* _提示本文_
➀発症前1か月におおむね100時間超の時間外労働 または、
②発症前2~6か月間で月平均おおむね80時間超の時間外労働
この指標は、世間一般では「過労死ライン」と呼ばれています。この労働時間の指標自体は、新旧認定基準で変更はありません。
3.新認定基準ではどのようなことが変更になったのか
新認定基準の主な改正ポイントは次の4点です。
➀「長期間の過重業務」の評価にあたり、過労死ラインの時間数に至らなくても、これに近い時間外労働を行った場合には、労働時間以外の負荷要因の状況も考慮して労災認定されることが明確化されました。
②労働時間以外の負荷要因を適切に検討する観点から、「長期間の過重業務」と「短期間の過重業務」の労働時間以外の負荷要因について見直し・拡充が行われました。具体的には「休日のない連続勤務」や「勤務間インターバルが短い勤務(※)」などが追加されました。

* _課題の目的_
本文の「3.新認定基準ではどのようなことが変更になったのか」を含む語句から書き始め、「が短い勤務(※)」などが追加されました。」で終わるまで、一字一句違えずに書き写してください。

* _位置特定の記録一覧_
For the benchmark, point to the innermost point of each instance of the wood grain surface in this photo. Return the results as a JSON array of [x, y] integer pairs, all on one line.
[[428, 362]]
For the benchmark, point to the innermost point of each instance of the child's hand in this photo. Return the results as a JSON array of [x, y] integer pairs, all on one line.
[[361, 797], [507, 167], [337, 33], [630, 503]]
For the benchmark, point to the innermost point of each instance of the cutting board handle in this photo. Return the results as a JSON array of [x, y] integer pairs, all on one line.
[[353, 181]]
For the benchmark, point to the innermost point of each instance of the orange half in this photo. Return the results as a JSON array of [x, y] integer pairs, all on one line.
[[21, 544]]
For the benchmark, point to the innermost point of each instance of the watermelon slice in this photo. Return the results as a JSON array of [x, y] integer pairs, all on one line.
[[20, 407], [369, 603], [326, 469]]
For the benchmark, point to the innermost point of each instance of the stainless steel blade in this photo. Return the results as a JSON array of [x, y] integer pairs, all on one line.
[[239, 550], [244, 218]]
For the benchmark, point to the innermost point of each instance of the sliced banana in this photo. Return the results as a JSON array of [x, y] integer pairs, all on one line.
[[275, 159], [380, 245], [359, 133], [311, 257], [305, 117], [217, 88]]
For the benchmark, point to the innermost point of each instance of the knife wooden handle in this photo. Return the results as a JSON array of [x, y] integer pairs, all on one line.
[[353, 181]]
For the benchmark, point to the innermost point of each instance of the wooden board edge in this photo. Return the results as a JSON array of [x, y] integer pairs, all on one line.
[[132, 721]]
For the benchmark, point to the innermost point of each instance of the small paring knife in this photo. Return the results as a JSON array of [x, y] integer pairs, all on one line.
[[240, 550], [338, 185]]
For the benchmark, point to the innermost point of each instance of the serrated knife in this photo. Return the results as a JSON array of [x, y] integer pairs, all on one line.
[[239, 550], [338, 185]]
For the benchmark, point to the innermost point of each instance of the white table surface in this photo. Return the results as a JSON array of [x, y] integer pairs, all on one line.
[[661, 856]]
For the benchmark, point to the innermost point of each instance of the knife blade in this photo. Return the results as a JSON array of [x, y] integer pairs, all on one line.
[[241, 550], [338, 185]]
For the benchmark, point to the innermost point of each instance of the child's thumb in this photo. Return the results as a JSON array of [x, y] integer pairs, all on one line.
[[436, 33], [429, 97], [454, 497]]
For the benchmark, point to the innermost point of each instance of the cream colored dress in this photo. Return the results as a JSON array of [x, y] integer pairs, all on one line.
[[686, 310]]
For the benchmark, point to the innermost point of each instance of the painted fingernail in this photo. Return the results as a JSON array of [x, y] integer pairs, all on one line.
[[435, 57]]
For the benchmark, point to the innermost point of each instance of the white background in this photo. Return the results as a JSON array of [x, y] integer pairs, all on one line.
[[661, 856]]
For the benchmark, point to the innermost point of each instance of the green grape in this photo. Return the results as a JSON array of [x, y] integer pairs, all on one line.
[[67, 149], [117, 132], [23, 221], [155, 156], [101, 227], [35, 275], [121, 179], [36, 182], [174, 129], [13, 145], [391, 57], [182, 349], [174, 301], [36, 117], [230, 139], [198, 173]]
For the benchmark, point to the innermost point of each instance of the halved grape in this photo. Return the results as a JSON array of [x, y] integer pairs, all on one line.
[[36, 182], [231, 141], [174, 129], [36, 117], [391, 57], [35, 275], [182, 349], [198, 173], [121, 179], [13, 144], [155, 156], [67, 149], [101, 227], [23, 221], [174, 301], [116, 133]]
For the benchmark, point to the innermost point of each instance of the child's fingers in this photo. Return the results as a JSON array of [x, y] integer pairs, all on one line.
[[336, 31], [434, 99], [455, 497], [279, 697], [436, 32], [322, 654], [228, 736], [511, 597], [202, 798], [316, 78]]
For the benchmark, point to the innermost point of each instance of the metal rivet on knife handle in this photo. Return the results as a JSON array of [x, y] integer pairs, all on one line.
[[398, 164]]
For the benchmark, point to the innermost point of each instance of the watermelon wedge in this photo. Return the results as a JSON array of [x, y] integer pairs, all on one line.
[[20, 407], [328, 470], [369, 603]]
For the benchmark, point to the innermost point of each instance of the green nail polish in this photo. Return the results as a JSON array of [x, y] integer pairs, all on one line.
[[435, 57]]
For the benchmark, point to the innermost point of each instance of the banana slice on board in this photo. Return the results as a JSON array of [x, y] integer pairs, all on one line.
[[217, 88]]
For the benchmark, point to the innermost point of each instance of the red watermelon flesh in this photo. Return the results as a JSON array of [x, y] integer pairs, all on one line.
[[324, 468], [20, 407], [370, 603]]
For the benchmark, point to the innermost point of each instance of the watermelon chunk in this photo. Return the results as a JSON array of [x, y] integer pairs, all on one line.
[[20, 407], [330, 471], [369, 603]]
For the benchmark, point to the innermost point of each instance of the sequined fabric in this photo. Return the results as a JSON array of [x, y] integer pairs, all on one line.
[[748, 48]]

* _課題の結果_
3.新認定基準ではどのようなことが変更になったのか
新認定基準の主な改正ポイントは次の4点です。
➀「長期間の過重業務」の評価にあたり、過労死ラインの時間数に至らなくても、これに近い時間外労働を行った場合には、労働時間以外の負荷要因の状況も考慮して労災認定されることが明確化されました。
②労働時間以外の負荷要因を適切に検討する観点から、「長期間の過重業務」と「短期間の過重業務」の労働時間以外の負荷要因について見直し・拡充が行われました。具体的には「休日のない連続勤務」や「勤務間インターバルが短い勤務(※)」などが追加されました。